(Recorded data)

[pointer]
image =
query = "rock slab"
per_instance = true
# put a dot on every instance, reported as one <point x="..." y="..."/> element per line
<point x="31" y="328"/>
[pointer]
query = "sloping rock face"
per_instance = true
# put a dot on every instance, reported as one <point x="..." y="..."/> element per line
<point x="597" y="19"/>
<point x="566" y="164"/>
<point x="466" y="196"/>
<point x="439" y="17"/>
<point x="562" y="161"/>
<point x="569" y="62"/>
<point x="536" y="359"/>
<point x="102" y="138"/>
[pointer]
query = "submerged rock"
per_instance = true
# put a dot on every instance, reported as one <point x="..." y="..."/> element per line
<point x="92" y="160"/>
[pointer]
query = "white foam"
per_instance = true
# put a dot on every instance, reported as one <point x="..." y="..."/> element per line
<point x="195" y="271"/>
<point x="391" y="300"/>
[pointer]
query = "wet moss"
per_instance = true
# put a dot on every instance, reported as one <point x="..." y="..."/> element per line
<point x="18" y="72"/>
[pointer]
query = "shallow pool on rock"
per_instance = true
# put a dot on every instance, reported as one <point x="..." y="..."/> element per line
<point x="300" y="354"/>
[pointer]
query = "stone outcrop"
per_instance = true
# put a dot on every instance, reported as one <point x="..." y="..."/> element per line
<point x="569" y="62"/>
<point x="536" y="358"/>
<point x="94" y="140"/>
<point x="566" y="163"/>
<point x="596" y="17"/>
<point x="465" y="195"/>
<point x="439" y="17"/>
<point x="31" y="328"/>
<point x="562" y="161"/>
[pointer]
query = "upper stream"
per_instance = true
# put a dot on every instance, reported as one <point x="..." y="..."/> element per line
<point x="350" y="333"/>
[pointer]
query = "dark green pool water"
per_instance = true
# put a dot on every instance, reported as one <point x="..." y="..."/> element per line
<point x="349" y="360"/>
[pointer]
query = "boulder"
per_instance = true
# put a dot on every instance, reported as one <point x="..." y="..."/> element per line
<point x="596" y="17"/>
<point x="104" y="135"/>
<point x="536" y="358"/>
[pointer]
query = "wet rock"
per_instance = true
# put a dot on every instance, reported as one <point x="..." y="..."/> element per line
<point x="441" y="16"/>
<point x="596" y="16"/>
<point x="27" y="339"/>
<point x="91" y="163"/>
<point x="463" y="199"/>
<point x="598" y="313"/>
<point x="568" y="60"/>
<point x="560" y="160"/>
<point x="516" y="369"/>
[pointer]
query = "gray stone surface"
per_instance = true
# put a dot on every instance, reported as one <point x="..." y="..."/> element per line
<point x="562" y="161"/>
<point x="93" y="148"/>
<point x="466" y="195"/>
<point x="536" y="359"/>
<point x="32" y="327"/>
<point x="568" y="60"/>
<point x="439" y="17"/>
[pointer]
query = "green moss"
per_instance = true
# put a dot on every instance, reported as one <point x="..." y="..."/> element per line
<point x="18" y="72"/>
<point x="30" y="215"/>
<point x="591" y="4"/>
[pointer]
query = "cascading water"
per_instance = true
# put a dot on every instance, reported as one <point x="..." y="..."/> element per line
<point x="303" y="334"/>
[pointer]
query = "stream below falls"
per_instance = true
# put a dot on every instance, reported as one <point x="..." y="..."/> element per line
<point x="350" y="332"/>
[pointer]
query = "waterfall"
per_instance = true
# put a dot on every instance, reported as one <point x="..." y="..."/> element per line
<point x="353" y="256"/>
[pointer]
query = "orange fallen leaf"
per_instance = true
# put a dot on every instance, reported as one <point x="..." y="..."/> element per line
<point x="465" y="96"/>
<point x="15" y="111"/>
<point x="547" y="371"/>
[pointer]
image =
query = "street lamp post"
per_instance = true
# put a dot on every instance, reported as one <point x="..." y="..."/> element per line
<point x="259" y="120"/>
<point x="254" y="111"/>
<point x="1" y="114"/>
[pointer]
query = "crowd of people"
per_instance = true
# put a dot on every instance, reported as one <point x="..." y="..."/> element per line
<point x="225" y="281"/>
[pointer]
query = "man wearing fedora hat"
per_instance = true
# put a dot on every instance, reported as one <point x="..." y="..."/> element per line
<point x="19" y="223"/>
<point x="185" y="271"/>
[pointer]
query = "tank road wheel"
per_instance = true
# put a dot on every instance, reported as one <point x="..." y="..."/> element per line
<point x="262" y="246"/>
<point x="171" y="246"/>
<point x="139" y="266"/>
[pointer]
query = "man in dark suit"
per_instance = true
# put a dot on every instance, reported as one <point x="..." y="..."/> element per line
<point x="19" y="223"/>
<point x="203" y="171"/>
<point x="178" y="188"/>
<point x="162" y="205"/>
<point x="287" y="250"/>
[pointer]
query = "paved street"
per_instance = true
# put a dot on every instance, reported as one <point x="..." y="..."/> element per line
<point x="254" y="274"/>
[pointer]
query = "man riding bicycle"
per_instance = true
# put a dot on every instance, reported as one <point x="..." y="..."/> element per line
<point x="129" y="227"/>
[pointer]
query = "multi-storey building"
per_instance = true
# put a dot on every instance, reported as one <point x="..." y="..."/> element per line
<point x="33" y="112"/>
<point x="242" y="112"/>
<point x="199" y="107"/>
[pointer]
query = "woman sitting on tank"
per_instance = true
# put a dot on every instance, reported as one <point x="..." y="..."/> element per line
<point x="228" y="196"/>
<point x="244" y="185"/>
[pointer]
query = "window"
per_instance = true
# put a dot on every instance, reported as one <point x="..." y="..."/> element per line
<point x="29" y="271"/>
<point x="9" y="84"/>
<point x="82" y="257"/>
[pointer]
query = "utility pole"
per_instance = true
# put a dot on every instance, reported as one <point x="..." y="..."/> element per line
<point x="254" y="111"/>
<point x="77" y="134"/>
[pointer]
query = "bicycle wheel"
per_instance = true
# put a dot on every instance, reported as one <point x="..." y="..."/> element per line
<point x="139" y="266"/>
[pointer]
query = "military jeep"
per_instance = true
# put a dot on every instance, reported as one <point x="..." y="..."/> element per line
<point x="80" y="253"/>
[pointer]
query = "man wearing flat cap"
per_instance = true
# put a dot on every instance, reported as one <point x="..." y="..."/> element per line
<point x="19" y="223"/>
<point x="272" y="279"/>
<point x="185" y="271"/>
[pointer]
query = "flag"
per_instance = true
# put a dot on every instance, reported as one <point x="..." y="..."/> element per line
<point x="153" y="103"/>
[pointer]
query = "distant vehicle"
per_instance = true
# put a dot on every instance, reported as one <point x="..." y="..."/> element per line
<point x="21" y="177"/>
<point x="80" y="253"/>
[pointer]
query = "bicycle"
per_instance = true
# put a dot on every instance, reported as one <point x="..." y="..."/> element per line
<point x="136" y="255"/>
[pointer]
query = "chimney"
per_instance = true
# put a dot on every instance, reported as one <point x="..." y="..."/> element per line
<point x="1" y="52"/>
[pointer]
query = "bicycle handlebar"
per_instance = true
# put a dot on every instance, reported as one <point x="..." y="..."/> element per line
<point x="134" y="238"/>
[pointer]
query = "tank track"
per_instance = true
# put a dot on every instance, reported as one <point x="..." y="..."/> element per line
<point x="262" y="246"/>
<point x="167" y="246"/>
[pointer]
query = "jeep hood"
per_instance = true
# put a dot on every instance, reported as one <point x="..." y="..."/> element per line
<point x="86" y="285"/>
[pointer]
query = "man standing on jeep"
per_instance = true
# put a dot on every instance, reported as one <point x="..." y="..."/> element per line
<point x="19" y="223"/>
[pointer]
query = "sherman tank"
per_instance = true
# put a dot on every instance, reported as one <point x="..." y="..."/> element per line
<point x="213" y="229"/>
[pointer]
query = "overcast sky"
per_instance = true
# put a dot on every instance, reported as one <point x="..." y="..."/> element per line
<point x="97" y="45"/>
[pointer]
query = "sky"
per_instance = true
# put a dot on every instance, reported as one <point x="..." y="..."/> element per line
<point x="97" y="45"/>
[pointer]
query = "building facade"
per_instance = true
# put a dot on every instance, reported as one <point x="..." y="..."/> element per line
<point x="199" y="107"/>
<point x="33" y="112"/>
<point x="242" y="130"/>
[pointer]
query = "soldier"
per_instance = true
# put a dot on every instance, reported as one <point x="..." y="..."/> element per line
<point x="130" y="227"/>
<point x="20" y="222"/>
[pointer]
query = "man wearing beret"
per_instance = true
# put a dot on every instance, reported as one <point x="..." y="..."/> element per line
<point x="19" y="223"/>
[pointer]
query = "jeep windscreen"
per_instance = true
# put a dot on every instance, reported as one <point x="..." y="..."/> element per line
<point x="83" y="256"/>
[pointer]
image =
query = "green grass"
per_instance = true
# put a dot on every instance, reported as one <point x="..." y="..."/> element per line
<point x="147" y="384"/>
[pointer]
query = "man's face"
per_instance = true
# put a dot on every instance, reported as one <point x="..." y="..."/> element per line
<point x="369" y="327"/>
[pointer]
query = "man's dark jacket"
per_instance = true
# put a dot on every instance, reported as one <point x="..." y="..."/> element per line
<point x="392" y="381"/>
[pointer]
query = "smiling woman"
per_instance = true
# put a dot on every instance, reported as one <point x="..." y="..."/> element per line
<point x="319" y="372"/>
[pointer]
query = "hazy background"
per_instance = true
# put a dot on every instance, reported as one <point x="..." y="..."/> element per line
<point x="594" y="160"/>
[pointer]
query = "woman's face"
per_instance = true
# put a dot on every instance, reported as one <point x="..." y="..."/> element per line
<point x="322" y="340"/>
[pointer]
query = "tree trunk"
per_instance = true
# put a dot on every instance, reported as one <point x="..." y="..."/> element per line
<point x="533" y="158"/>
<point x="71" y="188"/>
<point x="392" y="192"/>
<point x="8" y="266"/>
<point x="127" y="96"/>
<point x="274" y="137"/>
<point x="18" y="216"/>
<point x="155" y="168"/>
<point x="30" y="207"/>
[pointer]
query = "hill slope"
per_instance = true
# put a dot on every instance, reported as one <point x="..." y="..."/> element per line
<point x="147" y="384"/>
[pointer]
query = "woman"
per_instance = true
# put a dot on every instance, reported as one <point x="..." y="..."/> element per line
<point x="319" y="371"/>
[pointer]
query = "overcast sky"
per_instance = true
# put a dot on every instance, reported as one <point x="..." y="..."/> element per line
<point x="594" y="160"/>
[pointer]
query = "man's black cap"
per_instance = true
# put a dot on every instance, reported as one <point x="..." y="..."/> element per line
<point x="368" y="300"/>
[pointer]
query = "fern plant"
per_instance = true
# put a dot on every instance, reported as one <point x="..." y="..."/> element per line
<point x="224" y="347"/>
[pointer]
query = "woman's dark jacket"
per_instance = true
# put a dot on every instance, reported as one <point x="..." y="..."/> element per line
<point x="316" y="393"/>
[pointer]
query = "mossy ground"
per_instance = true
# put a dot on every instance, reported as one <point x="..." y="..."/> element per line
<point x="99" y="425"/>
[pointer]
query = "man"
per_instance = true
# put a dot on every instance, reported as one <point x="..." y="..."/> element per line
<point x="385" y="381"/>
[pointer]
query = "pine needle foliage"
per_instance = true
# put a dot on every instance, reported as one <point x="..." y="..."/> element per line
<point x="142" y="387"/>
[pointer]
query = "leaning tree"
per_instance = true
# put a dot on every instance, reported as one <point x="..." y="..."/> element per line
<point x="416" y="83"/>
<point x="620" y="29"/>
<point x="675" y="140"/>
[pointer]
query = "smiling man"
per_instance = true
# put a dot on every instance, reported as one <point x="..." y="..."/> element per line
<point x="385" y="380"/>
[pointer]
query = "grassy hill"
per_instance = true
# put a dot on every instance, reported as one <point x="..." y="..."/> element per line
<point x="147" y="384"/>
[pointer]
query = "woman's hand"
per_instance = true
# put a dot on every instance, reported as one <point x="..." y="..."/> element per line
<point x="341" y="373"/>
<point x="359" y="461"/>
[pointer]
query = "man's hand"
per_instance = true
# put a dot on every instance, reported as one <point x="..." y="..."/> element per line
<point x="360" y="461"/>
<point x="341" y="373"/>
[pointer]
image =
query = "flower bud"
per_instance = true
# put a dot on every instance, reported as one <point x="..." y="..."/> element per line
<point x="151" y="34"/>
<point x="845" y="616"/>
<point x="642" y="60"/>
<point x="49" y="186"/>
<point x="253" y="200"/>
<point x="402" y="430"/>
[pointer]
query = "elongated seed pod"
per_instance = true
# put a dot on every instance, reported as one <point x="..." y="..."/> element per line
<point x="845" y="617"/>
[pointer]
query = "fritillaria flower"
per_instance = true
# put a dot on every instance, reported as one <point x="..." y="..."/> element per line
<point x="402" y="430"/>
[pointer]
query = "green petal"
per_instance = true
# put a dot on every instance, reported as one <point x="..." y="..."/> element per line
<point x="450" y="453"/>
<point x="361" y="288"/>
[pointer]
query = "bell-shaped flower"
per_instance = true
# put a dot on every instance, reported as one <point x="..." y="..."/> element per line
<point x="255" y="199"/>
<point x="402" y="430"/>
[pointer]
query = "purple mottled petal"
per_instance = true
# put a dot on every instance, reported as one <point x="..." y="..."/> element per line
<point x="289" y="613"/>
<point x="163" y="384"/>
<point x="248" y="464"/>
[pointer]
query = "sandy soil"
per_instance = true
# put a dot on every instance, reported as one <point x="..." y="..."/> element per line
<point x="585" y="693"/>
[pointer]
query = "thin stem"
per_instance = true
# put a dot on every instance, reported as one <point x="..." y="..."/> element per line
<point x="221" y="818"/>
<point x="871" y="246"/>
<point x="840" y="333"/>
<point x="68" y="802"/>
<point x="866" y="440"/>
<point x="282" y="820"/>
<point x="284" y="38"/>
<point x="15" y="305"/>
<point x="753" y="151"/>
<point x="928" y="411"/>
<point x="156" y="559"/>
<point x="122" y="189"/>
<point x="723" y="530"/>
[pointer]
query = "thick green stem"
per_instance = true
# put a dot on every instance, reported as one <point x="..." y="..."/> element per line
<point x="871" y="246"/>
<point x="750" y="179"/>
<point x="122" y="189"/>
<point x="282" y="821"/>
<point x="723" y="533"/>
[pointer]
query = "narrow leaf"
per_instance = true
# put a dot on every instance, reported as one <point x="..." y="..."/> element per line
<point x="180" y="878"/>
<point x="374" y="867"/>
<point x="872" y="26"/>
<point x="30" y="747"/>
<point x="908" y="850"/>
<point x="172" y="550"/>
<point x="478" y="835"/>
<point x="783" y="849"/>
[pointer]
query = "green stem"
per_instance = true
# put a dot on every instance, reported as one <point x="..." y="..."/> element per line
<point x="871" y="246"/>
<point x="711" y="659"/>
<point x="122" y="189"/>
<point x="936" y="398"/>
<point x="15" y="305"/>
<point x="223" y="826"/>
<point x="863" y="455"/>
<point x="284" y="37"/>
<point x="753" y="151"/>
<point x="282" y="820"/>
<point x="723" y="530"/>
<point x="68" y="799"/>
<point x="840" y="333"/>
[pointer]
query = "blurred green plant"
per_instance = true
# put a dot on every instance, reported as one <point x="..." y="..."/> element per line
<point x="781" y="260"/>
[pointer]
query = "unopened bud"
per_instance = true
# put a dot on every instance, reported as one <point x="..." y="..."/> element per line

§ Task goal
In the lines above, spot each one that contains the word "wearing" and copy it.

§ Response
query = "man wearing fedora hat"
query = "man wearing flat cap"
query = "man wearing beret"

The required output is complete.